■ **Problem to work on**: Repeat the records. Keep every word and mark exactly as it is.

##########

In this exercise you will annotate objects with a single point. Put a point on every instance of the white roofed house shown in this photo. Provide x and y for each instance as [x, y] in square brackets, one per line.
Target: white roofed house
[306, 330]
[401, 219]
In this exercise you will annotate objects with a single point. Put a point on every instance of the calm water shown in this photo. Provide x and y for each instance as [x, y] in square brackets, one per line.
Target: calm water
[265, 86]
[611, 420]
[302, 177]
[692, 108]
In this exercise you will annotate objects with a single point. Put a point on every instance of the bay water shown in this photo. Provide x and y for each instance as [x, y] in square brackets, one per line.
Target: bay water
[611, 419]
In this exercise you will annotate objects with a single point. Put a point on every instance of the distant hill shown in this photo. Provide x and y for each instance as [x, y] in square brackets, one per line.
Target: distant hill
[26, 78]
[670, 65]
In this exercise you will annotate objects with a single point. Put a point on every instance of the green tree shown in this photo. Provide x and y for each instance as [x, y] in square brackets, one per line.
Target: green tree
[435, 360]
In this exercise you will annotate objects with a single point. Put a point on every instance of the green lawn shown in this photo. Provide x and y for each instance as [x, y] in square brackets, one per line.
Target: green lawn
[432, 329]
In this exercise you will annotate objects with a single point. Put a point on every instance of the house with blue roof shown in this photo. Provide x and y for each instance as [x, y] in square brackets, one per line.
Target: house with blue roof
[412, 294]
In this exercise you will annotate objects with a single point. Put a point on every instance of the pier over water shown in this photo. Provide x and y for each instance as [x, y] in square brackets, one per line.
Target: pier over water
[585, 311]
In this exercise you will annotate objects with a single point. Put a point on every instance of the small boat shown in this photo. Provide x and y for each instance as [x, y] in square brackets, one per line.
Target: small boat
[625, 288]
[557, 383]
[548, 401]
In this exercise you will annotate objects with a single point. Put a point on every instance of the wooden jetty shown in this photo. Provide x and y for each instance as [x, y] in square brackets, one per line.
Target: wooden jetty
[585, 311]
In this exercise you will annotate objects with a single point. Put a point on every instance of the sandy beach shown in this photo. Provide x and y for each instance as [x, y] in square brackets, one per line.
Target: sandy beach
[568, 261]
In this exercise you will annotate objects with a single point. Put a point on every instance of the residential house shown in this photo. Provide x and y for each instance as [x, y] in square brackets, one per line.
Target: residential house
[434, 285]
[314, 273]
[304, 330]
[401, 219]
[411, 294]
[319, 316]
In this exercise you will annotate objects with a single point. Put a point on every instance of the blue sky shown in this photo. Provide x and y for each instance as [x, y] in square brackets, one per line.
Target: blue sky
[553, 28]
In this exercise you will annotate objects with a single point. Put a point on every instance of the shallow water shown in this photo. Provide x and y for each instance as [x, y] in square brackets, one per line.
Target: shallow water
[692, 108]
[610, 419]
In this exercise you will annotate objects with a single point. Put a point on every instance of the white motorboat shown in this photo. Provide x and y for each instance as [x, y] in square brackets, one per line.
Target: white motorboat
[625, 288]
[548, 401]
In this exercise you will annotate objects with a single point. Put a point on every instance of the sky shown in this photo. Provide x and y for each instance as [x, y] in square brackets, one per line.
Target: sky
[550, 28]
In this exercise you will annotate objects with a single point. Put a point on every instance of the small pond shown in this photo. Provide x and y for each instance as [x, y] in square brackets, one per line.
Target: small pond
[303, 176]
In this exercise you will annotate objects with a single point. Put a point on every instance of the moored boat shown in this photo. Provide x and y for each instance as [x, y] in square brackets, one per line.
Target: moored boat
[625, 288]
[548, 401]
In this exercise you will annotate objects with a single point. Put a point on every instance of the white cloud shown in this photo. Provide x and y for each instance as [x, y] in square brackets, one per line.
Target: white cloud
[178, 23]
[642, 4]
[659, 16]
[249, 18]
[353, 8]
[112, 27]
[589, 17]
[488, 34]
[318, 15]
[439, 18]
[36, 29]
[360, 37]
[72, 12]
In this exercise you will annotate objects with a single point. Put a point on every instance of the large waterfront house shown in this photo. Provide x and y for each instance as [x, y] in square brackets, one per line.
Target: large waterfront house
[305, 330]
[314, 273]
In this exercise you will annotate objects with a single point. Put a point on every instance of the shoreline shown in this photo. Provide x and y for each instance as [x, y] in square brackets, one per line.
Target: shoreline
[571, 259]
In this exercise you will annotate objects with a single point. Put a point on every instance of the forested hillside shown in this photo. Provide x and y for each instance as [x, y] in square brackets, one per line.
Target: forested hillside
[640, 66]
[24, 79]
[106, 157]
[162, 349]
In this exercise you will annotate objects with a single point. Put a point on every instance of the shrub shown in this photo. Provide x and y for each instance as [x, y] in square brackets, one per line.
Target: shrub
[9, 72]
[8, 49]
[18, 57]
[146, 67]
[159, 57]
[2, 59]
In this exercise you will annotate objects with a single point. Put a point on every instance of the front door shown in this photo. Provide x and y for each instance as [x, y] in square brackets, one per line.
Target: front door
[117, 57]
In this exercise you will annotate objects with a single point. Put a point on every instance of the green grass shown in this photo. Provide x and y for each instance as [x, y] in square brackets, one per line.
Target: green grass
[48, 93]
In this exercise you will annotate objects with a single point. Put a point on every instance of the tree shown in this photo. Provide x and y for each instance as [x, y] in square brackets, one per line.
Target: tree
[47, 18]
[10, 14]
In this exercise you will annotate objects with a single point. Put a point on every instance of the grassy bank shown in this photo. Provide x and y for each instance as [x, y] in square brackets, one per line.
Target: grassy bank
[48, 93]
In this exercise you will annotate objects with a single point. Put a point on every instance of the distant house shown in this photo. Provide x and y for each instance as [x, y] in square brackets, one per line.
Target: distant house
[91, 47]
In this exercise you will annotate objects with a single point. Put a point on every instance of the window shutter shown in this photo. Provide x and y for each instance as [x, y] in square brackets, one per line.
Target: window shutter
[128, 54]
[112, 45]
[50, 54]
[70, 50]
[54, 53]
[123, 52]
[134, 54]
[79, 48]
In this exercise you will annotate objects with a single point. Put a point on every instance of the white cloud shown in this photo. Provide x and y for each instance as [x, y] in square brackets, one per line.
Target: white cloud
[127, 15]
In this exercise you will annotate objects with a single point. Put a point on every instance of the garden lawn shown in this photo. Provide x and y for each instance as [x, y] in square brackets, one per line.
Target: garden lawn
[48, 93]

##########

■ **Answer below**:
In this exercise you will annotate objects with a single point. Put a point on every instance of the white roofed house shown in this photo. Provide x and y for each instance as [x, y] in square brackets, one per line.
Target: white roofed house
[306, 330]
[401, 219]
In this exercise you will annotate objects with a single point. Put a point on every instance of the calm water shown in this photo. Provide x and y for each instance as [x, y] in square brackets, one per line.
Target: calm water
[265, 86]
[611, 420]
[302, 177]
[692, 108]
In this exercise you will annotate objects with a single point. Put a point on every instance of the bay water shown in this photo. Provide x and y for each instance as [x, y] in square brackets, one per line.
Target: bay water
[611, 419]
In this exercise you will annotate objects with a single point. Put a point on every instance of the distant hill shown in this photo. Provide x and y for each instance as [x, y] in square brackets, one per line.
Target: distant hill
[26, 78]
[670, 65]
In this exercise you will annotate objects with a single point. Put a point on every instance of the green tree shown in this photo. Provide x and y for each instance as [x, y] in square brackets, one per line.
Target: green tree
[435, 360]
In this exercise you will annotate objects with a single point. Put a point on every instance of the green lawn shown in this photo. Provide x and y for each instance as [x, y] in square brackets, one per line.
Target: green lawn
[432, 329]
In this exercise you will annotate objects with a single point. Put a point on every instance of the house with blue roof shown in this photo. Provide x and y for each instance as [x, y] in square brackets, one per line.
Target: house with blue roof
[412, 294]
In this exercise you will annotate objects with a single point. Put a point on every instance of the pier over water shown in this photo. Provide x and y for each instance as [x, y] in square brackets, one per line.
Target: pier over water
[585, 311]
In this exercise you will annotate objects with a single point. Put a point on every instance of the small boat shown in this photo. Provide x and y for each instance as [x, y] in square brackets, one per line.
Target: small boat
[625, 288]
[557, 383]
[548, 401]
In this exercise you will annotate objects with a single point. Put a point on every instance of the wooden jetty shown in this photo. Provide x and y for each instance as [x, y] in square brackets, one per line.
Target: wooden jetty
[585, 311]
In this exercise you will annotate objects with a single point. Put a point on every instance of the sandy beach shown in this photo. Provide x and y for each instance as [x, y] in square brackets, one per line.
Target: sandy beach
[568, 261]
In this exercise you will annotate objects with a single point. Put a point on every instance of the residential house shown in this photo. Provide x and y for each instance as [x, y] in square brackets, one per line.
Target: residential house
[434, 285]
[314, 273]
[304, 330]
[401, 219]
[411, 294]
[319, 316]
In this exercise you will annotate objects with a single point. Put a point on every instance of the blue sky shown in this photo. Provide x and y for each instance as [x, y] in square brackets, one per line.
Target: blue sky
[553, 28]
In this exercise you will annotate objects with a single point. Put a point on every instance of the shallow water shown in this photo. Provide x and y for each instance as [x, y] in square brackets, one per line.
Target: shallow water
[692, 108]
[610, 419]
In this exercise you will annotate objects with a single point. Put a point on every instance of the white motorboat shown in this photo. Provide x and y for each instance as [x, y] in square brackets, one per line.
Target: white motorboat
[625, 288]
[548, 401]
In this exercise you will annotate objects with a single point. Put a point on every instance of the sky shown in this photo. Provide x and y for each instance as [x, y] in square brackets, one per line.
Target: sky
[550, 28]
In this exercise you will annotate objects with a single point. Put a point on every instance of the small pond shown in this photo. Provide x and y for each instance as [x, y] in square brackets, one per line.
Target: small pond
[303, 176]
In this exercise you will annotate objects with a single point. Put a point on every instance of the moored boat shown in this photo. Provide x and y for each instance as [x, y] in square brackets, one per line.
Target: moored boat
[625, 288]
[548, 401]
In this exercise you will annotate objects with a single point. Put a point on every instance of the white cloud shown in this photo. Provide x and y for each instance as [x, y] in square brackets, one per line.
Target: white cloud
[178, 23]
[642, 4]
[659, 16]
[249, 18]
[353, 8]
[112, 27]
[589, 17]
[488, 34]
[318, 15]
[439, 18]
[36, 29]
[360, 37]
[72, 12]
In this exercise you will annotate objects with a single point. Put a point on every instance of the large waterfront house shown in this photo. Provide x and y for each instance as [x, y] in square brackets, one per line.
Target: large waterfront house
[305, 330]
[314, 273]
In this exercise you will annotate objects with a single point. Put a point on every instance of the shoreline shown in this photo. Provide x and y for each instance as [x, y] in square brackets, one per line.
Target: shoreline
[571, 259]
In this exercise you will annotate objects with a single point. Put a point on every instance of the forested hillside shown in this photo. Provide x and y for each instance as [x, y] in square brackets, one per line.
Target: forested hillside
[640, 66]
[24, 79]
[106, 157]
[162, 349]
In this exercise you will annotate objects with a single point. Put a point on every instance of the shrub shown in this photo. Provide x and y for each instance as [x, y] in square brackets, one per line.
Target: shrub
[9, 72]
[8, 49]
[18, 57]
[146, 67]
[159, 57]
[2, 59]
In this exercise you will annotate objects with a single point. Put a point on every instance of the front door shown in this photo. Provide x and y for each instance as [x, y] in square brackets, one per line.
Target: front door
[117, 57]
In this exercise you will annotate objects with a single point. Put a point on every instance of the green grass shown in this photo. Provide x and y for each instance as [x, y] in square brackets, one per line.
Target: green grass
[48, 93]
In this exercise you will annotate objects with a single point. Put a point on every instance of the tree shown in this photo. Provide x and y for each instance as [x, y] in square brackets, one per line.
Target: tree
[47, 18]
[10, 14]
In this exercise you will annotate objects with a single point. Put a point on every instance of the grassy bank shown in this photo. Provide x and y for each instance as [x, y] in square brackets, one per line.
Target: grassy bank
[48, 93]
In this exercise you will annotate objects with a single point. Put a point on every instance of the distant house shown in this photo. Provide x and y for each instance as [x, y] in square brackets, one per line.
Target: distant house
[91, 47]
In this exercise you will annotate objects with a single point. Put a point on every instance of the window shutter shown in this photo. Provide x and y for each instance as [x, y] in square brackets, one per line.
Target: window shutter
[128, 54]
[112, 45]
[50, 54]
[70, 50]
[54, 53]
[123, 52]
[134, 54]
[79, 48]
In this exercise you will annotate objects with a single point. Put a point on every instance of the white cloud shown in this photo. Provide x and y for each instance as [x, y] in square brackets, one per line.
Target: white cloud
[127, 15]
In this exercise you will annotate objects with a single point. Put a point on every instance of the garden lawn shown in this photo. Provide x and y for each instance as [x, y] in square brackets, one per line.
Target: garden lawn
[48, 93]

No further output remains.